> [Task set]:
(1) Do these statements agree with the blog post about Mehmet Fatih Yanik? Answer yes or no for each, and quote the words from the post that decide it.
(a) Yanik took biology classes early in his undergraduate years at MIT.
(b) The biology course Yanik attended was run by Eric Lander.
(c) Yanik earned his PhD in applied physics at Stanford University.
(2) According to the blog post about Mehmet Fatih Yanik, what group did Yanik found at MIT?
(3) Can you extend the blog post about Mehmet Fatih Yanik, picking up after its last sentence?

> [Text shown]:
────────
Bu ay benden bir haber var.Uyusunda Büyüsün Bakterim başlığıyla İtü'nün sitesinde yayınlanan haber yazım bu ay Hürriyet Kampüs'te yayınlandı:)

ÜŞÜTME YOKSA ÖLÜR [Interpress]

31 Temmuz 2013 Çarşamba

Mehmet Fatih Yanık




                Ağustos ayı yayın konum için düşünürken birden MIT NEWS de bir haber yayınlandı ve hemen çevirisinin aslından daha iyi olacağını düşünmeksizin yayınlamak istedim konumuz MITde nöroloji ve nöroteknoloji  ile ilgili çalışmalarıyla isminden sıkça söz ettiren Mehmet Fatih Yanık.Keyifli okumalar:)

MIT News'dan alıntıdır!

'While studying physics and electrical engineering as an MIT undergraduate in the late 1990s, Mehmet Fatih Yanik managed to avoid taking any biology classes until his final semester, when he was forced to sign up for a course.

“I believed that biology was very boring, and just about memorizing facts,” he says.

So having no choice but to attend the course, Yanik sat at the back of the lecture hall, expecting the worst. But as time went on, he found he was getting more and more interested in the course, which was run by professor of biology Eric Lander, one of the leaders of the Human Genome Project and founding director of the Broad Institute. “I started to sit closer and closer to the front of the classroom,” he says.

By the end of the semester Yanik was hooked, and had decided he wanted to study biology.

But how could he pursue his newfound passion for human biology while making use of his background in engineering? Returning to MIT in 2006 after completing a PhD in applied physics at Stanford University, Yanik realized he could use his skills to tackle some of the big challenges in neuroscience. 
Taming the brain’s complexity

“I realized that the complexity of the human brain is so great that our existing efforts were just too slow to discover how the thousands of genes and neuronal circuits, involving thousands to billions of neurons, work,” Yanik says. “What we needed were sophisticated high-throughput screening and intelligent systems that would allow us to do neuroscience more rapidly, so that we could understand how each individual gene, molecule, neuron and neuronal circuit in the brain works, and rapidly search for therapeutics.”

To this end Yanik, now tenured as an associate professor of electrical engineering and biological engineering, founded the High-Throughput Neurotechnology Group at MIT, with the aim of developing advanced analysis, screening and therapeutic technologies for the nervous system.
────────
> [Material supplied]:
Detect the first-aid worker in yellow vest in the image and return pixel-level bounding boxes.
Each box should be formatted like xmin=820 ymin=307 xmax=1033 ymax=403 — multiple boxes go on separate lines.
────────
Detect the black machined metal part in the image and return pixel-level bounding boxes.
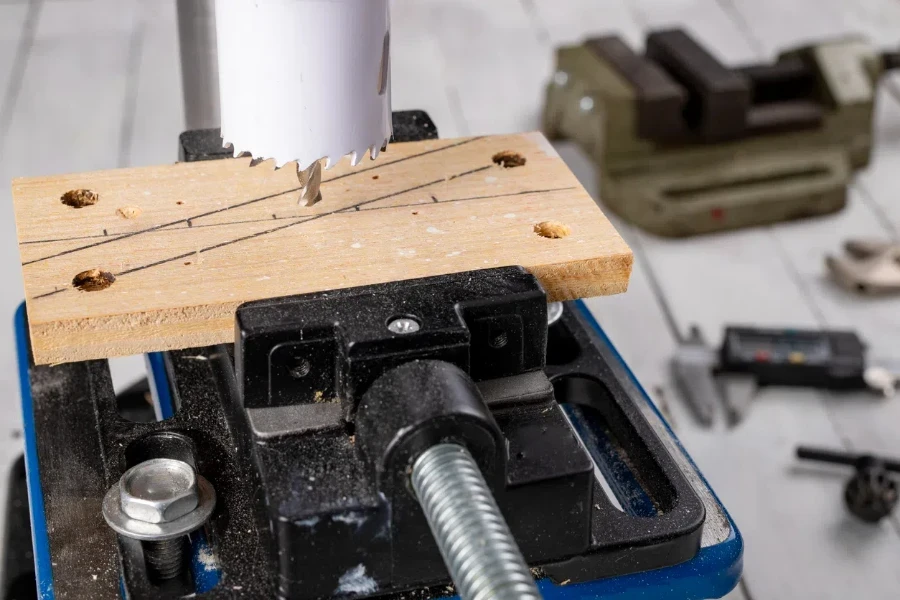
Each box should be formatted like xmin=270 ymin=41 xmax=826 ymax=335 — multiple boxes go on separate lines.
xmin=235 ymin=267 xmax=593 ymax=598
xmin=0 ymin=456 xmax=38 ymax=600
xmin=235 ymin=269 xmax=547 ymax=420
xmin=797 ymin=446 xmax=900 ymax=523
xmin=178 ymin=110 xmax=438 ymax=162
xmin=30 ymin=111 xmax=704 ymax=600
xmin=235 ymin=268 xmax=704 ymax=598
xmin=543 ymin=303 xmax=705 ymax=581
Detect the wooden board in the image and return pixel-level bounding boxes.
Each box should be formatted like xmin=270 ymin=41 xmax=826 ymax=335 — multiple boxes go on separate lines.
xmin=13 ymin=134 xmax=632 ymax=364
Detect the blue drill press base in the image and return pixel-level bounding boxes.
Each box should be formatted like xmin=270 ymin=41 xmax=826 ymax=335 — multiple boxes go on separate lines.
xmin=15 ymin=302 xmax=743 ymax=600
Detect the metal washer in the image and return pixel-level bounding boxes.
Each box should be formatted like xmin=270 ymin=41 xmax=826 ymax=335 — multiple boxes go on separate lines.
────────
> [Answers for each item]:
(1)
(a) No: "managed to avoid taking any biology classes until his final semester"
(b) Yes: "which was run by professor of biology Eric Lander"
(c) Yes: "after completing a PhD in applied physics at Stanford University"

(2) The High-Throughput Neurotechnology Group.

(3)
The group first developed microfluidic chips to manipulate small animals such as the invertebrate Caenorhabditis elegans and the zebrafish, both used extensively as model organisms in biological research. “We have machines that can take these animals from their ‘hotels,’ rotate them, image them, perform microsurgery and regeneration studies, while testing drugs on them very rapidly,” Yanik says.

Previously, researchers studying C. elegans and zebrafish would have to manually place them under a microscope, orient them precisely and then take an image of these animals. “Oftentimes this manual handling was too slow and imprecise to allow scientists to screen large numbers of organisms,” Yanik says.

In contrast, the technologies developed by Yanik’s group can screen organisms at a rate of thousands of animals per day, while still remaining accurate enough to cut even individual nerve fibers with special lasers to test whether they can be repaired by different drugs. “By automating these using microfluidics, high-speed imaging and sophisticated analysis techniques, we have made high-throughput screening of these organisms possible,” Yanik says.

The team has also developed high-throughput techniques to rapidly generate micropatterns of proteins on substrates, upon which individual neurons can be grown. They can then study how these neurons form connections, and administer drugs to discover how they affect this process.

Similarly, the group’s high-throughput screening systems allow them to study neuronal circuits within cultured animal or human brain tissues by probing single neurons.

Paving the way for discoveries

Each of these new technologies has led to exciting biological discoveries, according to Yanik. The C. elegans screening chip, for example, led to the discovery of genes and druglike small molecules that enhance neuronal-fiber regeneration. 

The researchers have also used their systems to discover molecules that enhance the wiring of mammalian neurons.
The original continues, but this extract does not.